DATASET EXTRACT: Begin

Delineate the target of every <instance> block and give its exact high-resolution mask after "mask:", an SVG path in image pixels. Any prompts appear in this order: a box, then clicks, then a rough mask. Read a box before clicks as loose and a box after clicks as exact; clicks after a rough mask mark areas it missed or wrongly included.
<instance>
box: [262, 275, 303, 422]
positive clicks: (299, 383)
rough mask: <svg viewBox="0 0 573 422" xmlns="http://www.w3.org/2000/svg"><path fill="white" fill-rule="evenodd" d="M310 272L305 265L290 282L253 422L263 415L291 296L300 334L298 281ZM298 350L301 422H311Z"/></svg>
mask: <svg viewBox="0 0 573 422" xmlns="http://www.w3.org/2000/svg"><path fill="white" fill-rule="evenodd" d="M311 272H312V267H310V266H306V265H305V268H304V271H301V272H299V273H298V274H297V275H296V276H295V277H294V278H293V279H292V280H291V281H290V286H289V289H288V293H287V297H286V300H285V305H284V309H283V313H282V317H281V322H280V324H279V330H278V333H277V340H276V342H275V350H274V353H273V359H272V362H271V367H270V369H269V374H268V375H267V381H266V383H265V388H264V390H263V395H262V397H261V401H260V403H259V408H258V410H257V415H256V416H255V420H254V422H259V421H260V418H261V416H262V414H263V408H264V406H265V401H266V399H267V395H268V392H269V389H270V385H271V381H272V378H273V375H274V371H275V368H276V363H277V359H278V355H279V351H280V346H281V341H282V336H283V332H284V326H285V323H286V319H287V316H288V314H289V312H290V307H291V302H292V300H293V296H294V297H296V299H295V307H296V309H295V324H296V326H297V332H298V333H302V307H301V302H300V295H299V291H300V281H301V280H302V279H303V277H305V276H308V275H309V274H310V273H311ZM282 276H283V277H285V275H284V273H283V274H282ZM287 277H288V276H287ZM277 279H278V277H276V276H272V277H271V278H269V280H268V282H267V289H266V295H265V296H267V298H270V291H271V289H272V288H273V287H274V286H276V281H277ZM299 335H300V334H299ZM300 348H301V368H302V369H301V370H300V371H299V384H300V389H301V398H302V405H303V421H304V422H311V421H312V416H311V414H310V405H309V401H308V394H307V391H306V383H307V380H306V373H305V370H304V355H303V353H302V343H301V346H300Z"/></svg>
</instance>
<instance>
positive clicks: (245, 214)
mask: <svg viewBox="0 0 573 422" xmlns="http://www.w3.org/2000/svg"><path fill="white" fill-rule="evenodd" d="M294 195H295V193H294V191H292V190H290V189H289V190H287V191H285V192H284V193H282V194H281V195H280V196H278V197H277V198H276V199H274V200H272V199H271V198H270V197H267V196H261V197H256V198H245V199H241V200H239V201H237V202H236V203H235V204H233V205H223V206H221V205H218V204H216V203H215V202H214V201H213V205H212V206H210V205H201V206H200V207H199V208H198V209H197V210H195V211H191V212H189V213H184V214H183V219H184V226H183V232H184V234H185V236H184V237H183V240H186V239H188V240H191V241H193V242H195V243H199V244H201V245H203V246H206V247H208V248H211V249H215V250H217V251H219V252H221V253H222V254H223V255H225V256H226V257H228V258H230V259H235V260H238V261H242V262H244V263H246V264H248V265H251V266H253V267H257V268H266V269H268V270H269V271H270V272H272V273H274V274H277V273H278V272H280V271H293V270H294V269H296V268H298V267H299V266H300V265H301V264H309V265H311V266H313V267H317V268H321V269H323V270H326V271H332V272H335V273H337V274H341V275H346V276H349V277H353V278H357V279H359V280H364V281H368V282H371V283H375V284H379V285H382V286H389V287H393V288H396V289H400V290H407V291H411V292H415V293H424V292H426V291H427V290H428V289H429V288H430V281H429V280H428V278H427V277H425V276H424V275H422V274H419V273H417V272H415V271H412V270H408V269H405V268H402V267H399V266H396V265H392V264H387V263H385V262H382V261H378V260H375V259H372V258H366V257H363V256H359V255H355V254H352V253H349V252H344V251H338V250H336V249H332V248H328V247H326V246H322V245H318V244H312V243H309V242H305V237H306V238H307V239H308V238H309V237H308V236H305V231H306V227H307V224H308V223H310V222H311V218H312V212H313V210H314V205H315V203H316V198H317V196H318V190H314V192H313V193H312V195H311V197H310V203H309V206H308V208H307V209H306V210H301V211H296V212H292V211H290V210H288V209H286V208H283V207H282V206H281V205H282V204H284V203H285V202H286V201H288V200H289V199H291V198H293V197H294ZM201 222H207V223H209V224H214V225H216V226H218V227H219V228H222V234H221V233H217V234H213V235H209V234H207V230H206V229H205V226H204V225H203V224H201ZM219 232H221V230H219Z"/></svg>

DATASET EXTRACT: End

** ACTION ITEM **
Print all of the material above again, line for line, with no changes.

** TASK RESULT **
Delineate the target of every <instance> block and give its exact high-resolution mask after "mask:", an SVG path in image pixels. Any prompts appear in this order: a box, then clicks, then a rough mask. Read a box before clicks as loose and a box after clicks as exact; clicks after a rough mask mark areas it missed or wrongly included.
<instance>
box: [262, 275, 303, 422]
positive clicks: (299, 383)
rough mask: <svg viewBox="0 0 573 422" xmlns="http://www.w3.org/2000/svg"><path fill="white" fill-rule="evenodd" d="M310 272L305 265L290 282L253 422L263 415L291 296L300 334L298 281ZM298 350L301 422H311Z"/></svg>
mask: <svg viewBox="0 0 573 422" xmlns="http://www.w3.org/2000/svg"><path fill="white" fill-rule="evenodd" d="M311 272H312V267H310V266H306V265H305V268H304V271H301V272H299V273H298V274H297V275H296V276H295V277H294V278H293V279H292V280H291V281H290V286H289V289H288V293H287V297H286V300H285V305H284V309H283V313H282V317H281V322H280V324H279V330H278V333H277V340H276V342H275V350H274V353H273V359H272V362H271V367H270V369H269V374H268V375H267V381H266V383H265V388H264V390H263V395H262V397H261V401H260V403H259V408H258V410H257V415H256V416H255V420H254V422H259V421H260V418H261V416H262V414H263V408H264V406H265V401H266V399H267V395H268V392H269V389H270V385H271V381H272V378H273V375H274V371H275V368H276V363H277V359H278V355H279V351H280V346H281V341H282V336H283V332H284V326H285V323H286V319H287V316H288V314H289V312H290V307H291V302H292V300H293V296H294V297H296V299H295V307H296V309H295V324H296V326H297V332H298V333H302V307H301V302H300V295H299V291H300V281H301V280H302V279H303V277H305V276H308V275H309V274H310V273H311ZM282 276H283V277H285V275H284V273H283V274H282ZM287 277H288V276H287ZM277 279H278V277H276V276H272V277H271V278H269V280H268V282H267V289H266V295H265V296H267V298H270V291H271V289H272V288H273V287H274V286H276V281H277ZM299 335H300V334H299ZM300 348H301V368H302V369H301V370H300V371H299V384H300V389H301V398H302V405H303V421H304V422H311V421H312V416H311V414H310V405H309V401H308V394H307V391H306V383H307V380H306V373H305V370H304V355H303V353H302V343H301V346H300Z"/></svg>
</instance>
<instance>
positive clicks: (245, 214)
mask: <svg viewBox="0 0 573 422" xmlns="http://www.w3.org/2000/svg"><path fill="white" fill-rule="evenodd" d="M294 195H295V193H294V191H292V190H290V189H289V190H287V191H285V192H284V193H282V194H281V195H280V196H278V197H277V198H276V199H274V200H272V199H271V198H270V197H267V196H261V197H256V198H245V199H241V200H239V201H237V202H236V203H235V204H233V205H223V206H221V205H218V204H216V203H215V202H214V201H213V205H212V206H210V205H201V206H200V207H199V208H198V209H197V210H195V211H191V212H189V213H184V214H183V219H184V226H183V232H184V234H185V236H184V237H183V240H186V239H188V240H191V241H193V242H195V243H199V244H201V245H203V246H206V247H208V248H211V249H215V250H217V251H219V252H221V253H222V254H223V255H225V256H226V257H228V258H230V259H235V260H238V261H242V262H244V263H246V264H248V265H251V266H253V267H257V268H266V269H268V270H269V271H270V272H272V273H274V274H277V273H278V272H280V271H293V270H294V269H296V268H298V267H299V266H300V265H301V264H309V265H311V266H313V267H317V268H321V269H323V270H326V271H332V272H335V273H337V274H341V275H346V276H349V277H353V278H357V279H359V280H364V281H368V282H371V283H375V284H379V285H382V286H389V287H393V288H396V289H400V290H407V291H411V292H415V293H424V292H426V291H427V290H428V289H429V288H430V281H429V280H428V278H427V277H425V276H424V275H422V274H419V273H417V272H415V271H412V270H408V269H405V268H402V267H399V266H396V265H392V264H387V263H385V262H382V261H378V260H375V259H372V258H366V257H363V256H359V255H355V254H352V253H349V252H344V251H338V250H336V249H332V248H328V247H326V246H322V245H318V244H312V243H309V242H305V237H306V238H307V239H308V238H309V237H308V236H305V231H306V227H307V224H308V223H310V222H311V218H312V212H313V210H314V205H315V203H316V198H317V196H318V190H314V192H313V193H312V195H311V197H310V203H309V206H308V208H307V209H306V210H301V211H296V212H292V211H290V210H288V209H286V208H283V207H282V206H281V205H282V204H284V203H285V202H286V201H288V200H289V199H291V198H293V197H294ZM201 222H207V223H209V224H214V225H216V226H218V227H219V228H222V234H221V233H217V234H213V235H209V234H207V230H206V229H205V226H204V225H203V224H201ZM219 232H221V230H219Z"/></svg>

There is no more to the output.